(Dataset items)

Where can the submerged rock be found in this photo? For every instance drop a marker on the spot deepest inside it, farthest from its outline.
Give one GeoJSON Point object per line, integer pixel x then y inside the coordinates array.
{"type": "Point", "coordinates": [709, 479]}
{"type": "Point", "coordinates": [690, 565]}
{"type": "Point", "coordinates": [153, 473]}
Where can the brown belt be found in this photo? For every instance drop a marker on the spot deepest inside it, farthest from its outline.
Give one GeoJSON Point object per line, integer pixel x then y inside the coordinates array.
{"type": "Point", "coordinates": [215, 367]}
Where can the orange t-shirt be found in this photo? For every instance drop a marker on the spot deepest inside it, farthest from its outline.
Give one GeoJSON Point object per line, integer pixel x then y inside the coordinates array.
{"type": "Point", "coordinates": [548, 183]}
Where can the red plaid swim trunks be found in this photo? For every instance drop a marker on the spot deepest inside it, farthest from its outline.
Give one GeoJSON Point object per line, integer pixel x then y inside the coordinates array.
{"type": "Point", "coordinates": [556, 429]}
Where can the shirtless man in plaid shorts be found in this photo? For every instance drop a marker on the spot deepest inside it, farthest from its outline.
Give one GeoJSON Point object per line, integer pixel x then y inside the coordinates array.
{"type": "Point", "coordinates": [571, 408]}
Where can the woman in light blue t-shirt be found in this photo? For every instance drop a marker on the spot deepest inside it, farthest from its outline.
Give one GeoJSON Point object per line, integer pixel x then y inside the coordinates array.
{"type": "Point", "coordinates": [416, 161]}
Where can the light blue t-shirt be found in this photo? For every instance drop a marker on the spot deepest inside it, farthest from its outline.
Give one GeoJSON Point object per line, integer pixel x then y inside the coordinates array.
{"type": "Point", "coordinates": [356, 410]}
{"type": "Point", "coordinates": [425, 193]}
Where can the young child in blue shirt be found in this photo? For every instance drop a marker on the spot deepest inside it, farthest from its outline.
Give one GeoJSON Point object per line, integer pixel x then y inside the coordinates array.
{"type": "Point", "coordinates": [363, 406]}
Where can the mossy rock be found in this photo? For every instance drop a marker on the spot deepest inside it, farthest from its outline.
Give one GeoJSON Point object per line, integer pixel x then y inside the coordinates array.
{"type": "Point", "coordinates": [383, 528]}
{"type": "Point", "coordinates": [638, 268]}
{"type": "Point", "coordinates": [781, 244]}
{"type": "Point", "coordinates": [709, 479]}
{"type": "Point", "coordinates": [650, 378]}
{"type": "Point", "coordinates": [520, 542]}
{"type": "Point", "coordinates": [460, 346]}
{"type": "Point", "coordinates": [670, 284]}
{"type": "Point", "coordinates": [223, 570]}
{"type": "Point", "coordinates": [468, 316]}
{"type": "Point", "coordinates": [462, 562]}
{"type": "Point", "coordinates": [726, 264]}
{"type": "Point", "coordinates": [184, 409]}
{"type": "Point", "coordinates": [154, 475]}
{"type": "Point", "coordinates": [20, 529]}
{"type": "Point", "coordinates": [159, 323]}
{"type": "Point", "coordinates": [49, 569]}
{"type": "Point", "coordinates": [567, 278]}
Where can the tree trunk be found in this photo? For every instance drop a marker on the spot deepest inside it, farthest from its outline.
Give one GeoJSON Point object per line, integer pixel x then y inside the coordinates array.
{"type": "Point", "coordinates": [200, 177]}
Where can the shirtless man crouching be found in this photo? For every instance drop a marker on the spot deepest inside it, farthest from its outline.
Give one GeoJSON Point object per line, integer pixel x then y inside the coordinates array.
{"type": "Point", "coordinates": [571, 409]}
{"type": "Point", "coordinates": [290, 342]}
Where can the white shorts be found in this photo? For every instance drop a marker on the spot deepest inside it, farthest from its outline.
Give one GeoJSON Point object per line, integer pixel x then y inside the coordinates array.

Given exercise | Can you lay out all of the records above as a numbered list, leaving out any blank lines?

Finished task |
1. Where can the submerged rock be found in this photo? For every instance drop a marker on the spot deepest inside it, farthest from its outline.
2. Give one GeoJSON Point object per line, integer pixel x then y inside the coordinates array.
3. {"type": "Point", "coordinates": [709, 479]}
4. {"type": "Point", "coordinates": [690, 565]}
5. {"type": "Point", "coordinates": [153, 473]}
6. Where can the brown belt be found in this photo? For every instance drop a marker on the spot deepest inside it, farthest from its outline.
7. Give one GeoJSON Point object per line, integer pixel x then y inside the coordinates array.
8. {"type": "Point", "coordinates": [215, 367]}
9. Where can the orange t-shirt be found in this photo? For every instance drop a marker on the spot deepest inside it, farthest from its outline.
10. Give one GeoJSON Point object per line, integer pixel x then y inside the coordinates array.
11. {"type": "Point", "coordinates": [548, 183]}
12. Where can the red plaid swim trunks be found in this photo? For every instance drop a marker on the spot deepest inside it, farthest from its outline.
13. Give one GeoJSON Point object per line, integer pixel x then y inside the coordinates array.
14. {"type": "Point", "coordinates": [556, 429]}
15. Where can the shirtless man in plaid shorts be found in this photo? For every instance drop a marker on the spot deepest inside it, farthest from its outline.
16. Give one GeoJSON Point object per line, integer pixel x then y inside the coordinates array.
17. {"type": "Point", "coordinates": [571, 408]}
18. Where can the woman in light blue t-shirt be found in this photo? For every instance drop a marker on the spot deepest inside it, farthest from its outline.
19. Give one GeoJSON Point object per line, integer pixel x then y inside the coordinates array.
20. {"type": "Point", "coordinates": [416, 161]}
21. Where can the light blue t-shirt be found in this photo? For every instance drop a marker on the spot deepest inside it, farthest from its outline.
22. Give one GeoJSON Point object per line, integer pixel x then y inside the coordinates array.
23. {"type": "Point", "coordinates": [356, 410]}
24. {"type": "Point", "coordinates": [425, 193]}
25. Where can the young child in blue shirt be found in this photo? For every instance drop a marker on the spot deepest inside it, farthest from its outline.
26. Give one GeoJSON Point object per line, integer pixel x then y inside the coordinates array.
27. {"type": "Point", "coordinates": [363, 406]}
28. Where can the mossy rock be found in this photo? For every instance drop a marker on the spot deepest inside it, farthest from its outline.
29. Give one GeoJSON Point object per line, integer pixel x then y inside the coordinates array.
30. {"type": "Point", "coordinates": [383, 528]}
31. {"type": "Point", "coordinates": [638, 268]}
32. {"type": "Point", "coordinates": [781, 244]}
33. {"type": "Point", "coordinates": [709, 479]}
34. {"type": "Point", "coordinates": [650, 378]}
35. {"type": "Point", "coordinates": [520, 542]}
36. {"type": "Point", "coordinates": [460, 346]}
37. {"type": "Point", "coordinates": [670, 284]}
38. {"type": "Point", "coordinates": [223, 570]}
39. {"type": "Point", "coordinates": [468, 316]}
40. {"type": "Point", "coordinates": [462, 562]}
41. {"type": "Point", "coordinates": [726, 264]}
42. {"type": "Point", "coordinates": [184, 409]}
43. {"type": "Point", "coordinates": [154, 475]}
44. {"type": "Point", "coordinates": [20, 529]}
45. {"type": "Point", "coordinates": [159, 323]}
46. {"type": "Point", "coordinates": [49, 569]}
47. {"type": "Point", "coordinates": [567, 278]}
48. Where can the tree trunk be found in this photo? For every instance drop a marker on the spot deepest inside it, farthest from its outline.
49. Give one GeoJSON Point object per line, integer pixel x then y inside the coordinates array.
50. {"type": "Point", "coordinates": [200, 177]}
51. Where can the shirtless man crouching be found in this photo? For every instance drop a marker on the spot deepest inside it, farthest from its outline.
52. Give one GeoJSON Point object per line, integer pixel x then y inside the coordinates array.
53. {"type": "Point", "coordinates": [571, 409]}
54. {"type": "Point", "coordinates": [290, 342]}
55. Where can the white shorts be found in this photo? For every instance drop a marker on the spot deepest inside it, farthest from its outline.
56. Give one GeoJSON Point object per line, integer pixel x then y inside the coordinates array.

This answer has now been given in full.